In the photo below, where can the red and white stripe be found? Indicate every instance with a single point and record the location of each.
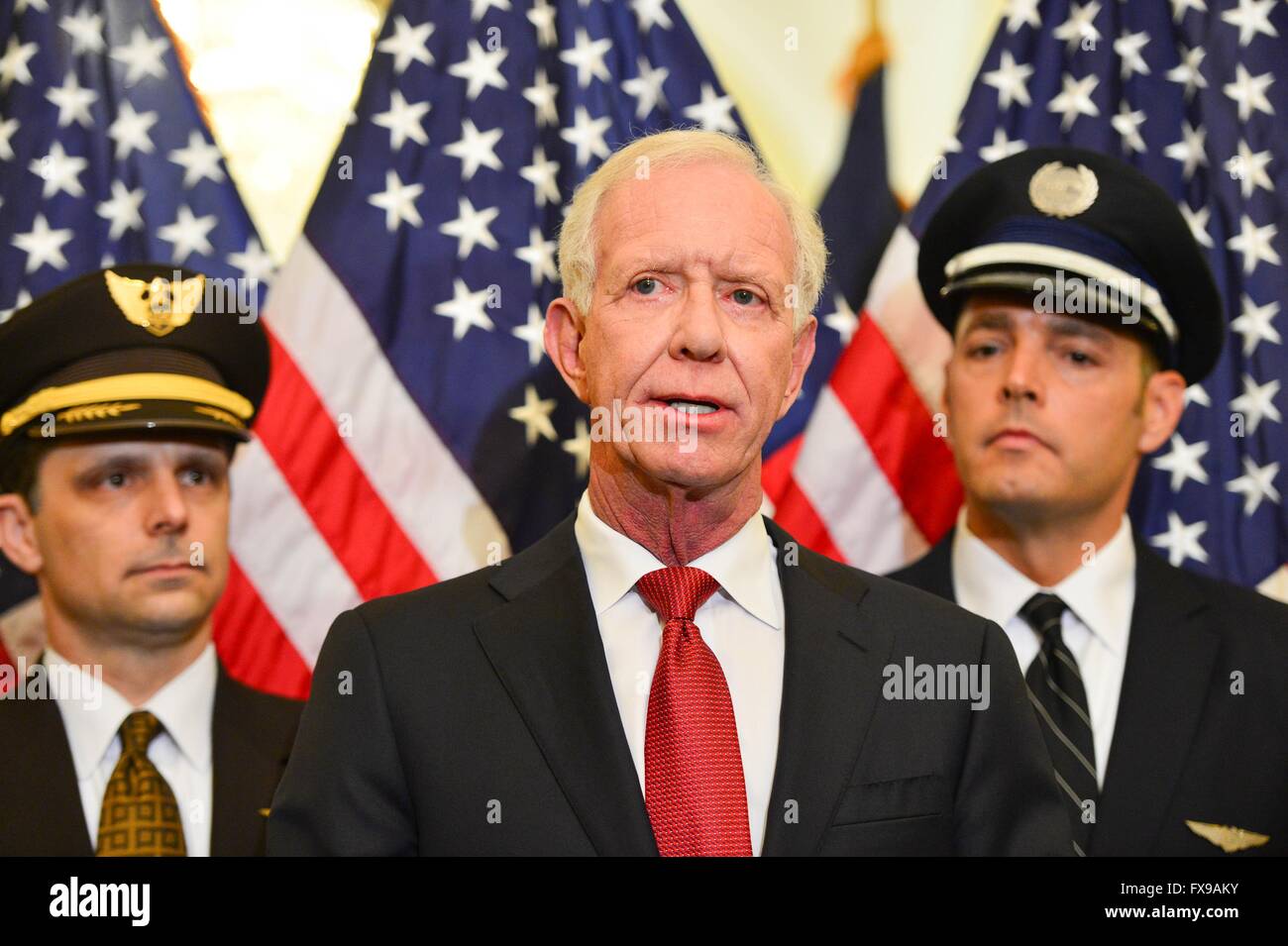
(868, 481)
(346, 493)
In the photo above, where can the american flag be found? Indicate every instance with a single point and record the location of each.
(413, 429)
(104, 158)
(1189, 93)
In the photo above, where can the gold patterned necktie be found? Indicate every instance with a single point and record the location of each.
(141, 816)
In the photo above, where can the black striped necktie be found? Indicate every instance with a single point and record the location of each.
(1060, 700)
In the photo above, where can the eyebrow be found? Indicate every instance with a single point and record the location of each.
(673, 264)
(1080, 328)
(1059, 326)
(134, 461)
(988, 318)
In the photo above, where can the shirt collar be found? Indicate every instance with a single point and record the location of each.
(184, 705)
(745, 566)
(1099, 592)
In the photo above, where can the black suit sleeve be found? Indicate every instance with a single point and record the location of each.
(344, 790)
(1008, 799)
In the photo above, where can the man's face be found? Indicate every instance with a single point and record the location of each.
(1047, 415)
(116, 530)
(694, 270)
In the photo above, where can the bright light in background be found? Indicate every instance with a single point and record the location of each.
(278, 81)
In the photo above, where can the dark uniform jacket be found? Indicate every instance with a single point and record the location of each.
(1186, 747)
(40, 802)
(477, 717)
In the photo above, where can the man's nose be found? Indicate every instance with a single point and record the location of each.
(1024, 372)
(699, 331)
(166, 506)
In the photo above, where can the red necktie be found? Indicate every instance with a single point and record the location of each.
(694, 787)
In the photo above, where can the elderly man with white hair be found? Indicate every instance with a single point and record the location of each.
(668, 671)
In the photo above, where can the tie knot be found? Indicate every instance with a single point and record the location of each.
(138, 730)
(1043, 611)
(677, 592)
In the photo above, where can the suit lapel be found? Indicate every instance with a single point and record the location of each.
(934, 571)
(545, 646)
(246, 765)
(44, 769)
(825, 710)
(1170, 661)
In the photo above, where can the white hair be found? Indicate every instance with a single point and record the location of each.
(673, 149)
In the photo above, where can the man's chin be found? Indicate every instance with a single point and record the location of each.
(687, 472)
(166, 618)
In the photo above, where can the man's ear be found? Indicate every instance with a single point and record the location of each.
(803, 353)
(1162, 404)
(563, 335)
(18, 533)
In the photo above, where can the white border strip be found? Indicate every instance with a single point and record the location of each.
(1059, 258)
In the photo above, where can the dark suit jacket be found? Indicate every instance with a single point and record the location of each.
(40, 803)
(1184, 747)
(477, 717)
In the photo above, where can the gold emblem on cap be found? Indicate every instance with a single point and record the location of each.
(1228, 838)
(95, 412)
(158, 305)
(1061, 190)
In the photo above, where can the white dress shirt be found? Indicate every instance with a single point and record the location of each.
(742, 623)
(181, 752)
(1095, 624)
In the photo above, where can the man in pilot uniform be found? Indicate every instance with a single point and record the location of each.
(121, 403)
(1160, 692)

== == ==

● Task details
Reproduce every row above word for word, leaving out the pictures.

● Result for this task
In the photo below, where can the red and white stripe be found? Indicate every instance with a single point and record the location of each.
(868, 481)
(346, 493)
In the photo above, where can the american flag be found? Indicate every instance with a single point and record the location of each.
(413, 429)
(104, 158)
(1189, 93)
In the photo above, where can the gold patterned necktie be found? Indicate every instance with a single point and record the location of each.
(141, 816)
In the photo above, where can the black striped necktie be found? Indicate every instance with a single point and record the location of each.
(1060, 700)
In the photo above, where can the eyebrow be found? Indicate every instance with a single point and record the location of each.
(673, 264)
(1080, 328)
(1059, 326)
(134, 461)
(988, 318)
In the photo above, where can the shirt collar be found? Indicate every instance with a single point and record the location of each.
(184, 705)
(745, 566)
(1099, 592)
In the photo above, where can the black suit sleeve be found? Indicate every instance with a single point and record the location of each.
(344, 790)
(1008, 799)
In the photo above, where can the man's face be found? Indicate every instance with a single point and record the location of each.
(1047, 415)
(116, 530)
(694, 270)
In the photo above, where can the bright light in background be found? Indicate every instance with a single point and record the location of each.
(278, 81)
In the photo above, where can the dark uniform jacket be found? Indicate every instance with a single point and record the location of each.
(1186, 747)
(40, 802)
(477, 717)
In the photo above, where can the man's nose be found? Indicate every instance with a single point and record the location of each.
(1024, 372)
(699, 331)
(166, 506)
In the photo above, where can the red necktie be found? Indicate every instance with a single point and record the location of each.
(694, 787)
In the photo above, where can the elderly man with white hair be found? Indicate every instance with a single point and record the location of each.
(668, 671)
In the photo above, where can the tie knot be found? Indicate every instance with a single point and record the location of each.
(138, 730)
(1043, 611)
(677, 592)
In the photo above, where can the suit lapel be found? Indicate every instance with a single point and record the location of each.
(934, 571)
(545, 646)
(246, 765)
(44, 769)
(825, 710)
(1170, 661)
In the photo above, where can the white hair be found? Indicate every instance with a single point and record the location of each.
(673, 149)
In the photo above, where can the man's chin be found? Indicate every instance with a single point and record the location of each.
(687, 472)
(166, 618)
In the photo above, where can the man's ear be found? Indicate every instance with a single point and record the location of each.
(803, 353)
(1162, 404)
(563, 335)
(18, 533)
In the photo above, where can the white border strip be found? Indicate every instance with a single point and record the location of each.
(1059, 258)
In the photo above, where can the dark suit jacket be found? Indicate every instance with a single point and record the location of each.
(40, 803)
(1184, 747)
(477, 717)
In the photo above, where can the gold emblem on cap be found? Indicate every instance with a single point and record the location of each.
(1228, 838)
(95, 412)
(158, 305)
(1061, 190)
In the photo above, where can the white dress shirt be found? Indicate every instance with a single point and record the location of each.
(742, 623)
(181, 752)
(1095, 624)
In the photo above, where can the man in pilot uniform be found? Indicate every instance with a single point and record the location of each.
(121, 403)
(1160, 692)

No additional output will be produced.